▶ **WRITTEN EXERCISE**:
Answer these from the guitar lesson below:
(a) What are several notes played at once called?
(b) What does tuning mean?
(c) Which string is numbered 1?

▶ **DOCUMENT SECTION**:

——————————

Exactly which note you play depends on what string you struck (not to mention whether or not that string was in tune). And whether or not you are fingering the string on the neck of the guitar. When you put your finger on a fret – which is a space on the fretboard between any two metal strips (which are also called frets, by the way) – you create a new note. The guitar is an instrument that offers you the choice of playing individual notes, one at a time (as in most lead guitar parts) or several notes at once, which are called chords.
But before we can even think about chords, we have to make certain our guitar is in tune. Tuning is assigning each of the guitar’s strings to a particular note. And before we can look at that, we have to agree on what to call our strings. Traditionally we either number the strings from 1 (thinnest or closest to the floor as you are holding the guitar) to 6 (the thickest one). Later, when you learn to read guitar tablature, you will see that the stings are lined up in this way. But we will come back to this in a later Absolute Beginner lesson.

——————————

▶ **MATERIAL PROVIDED**:
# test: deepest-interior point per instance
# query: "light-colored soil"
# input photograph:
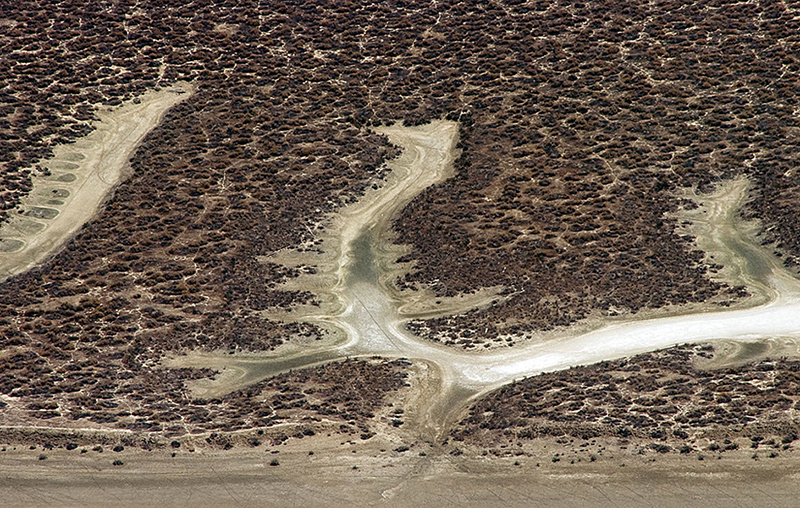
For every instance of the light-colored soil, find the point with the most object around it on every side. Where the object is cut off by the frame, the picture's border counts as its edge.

——————————

▶ **WRITTEN RESPONSE**:
(a) Chords.
(b) Assigning each of the guitar's strings to a particular note.
(c) The thinnest one, closest to the floor as you hold the guitar.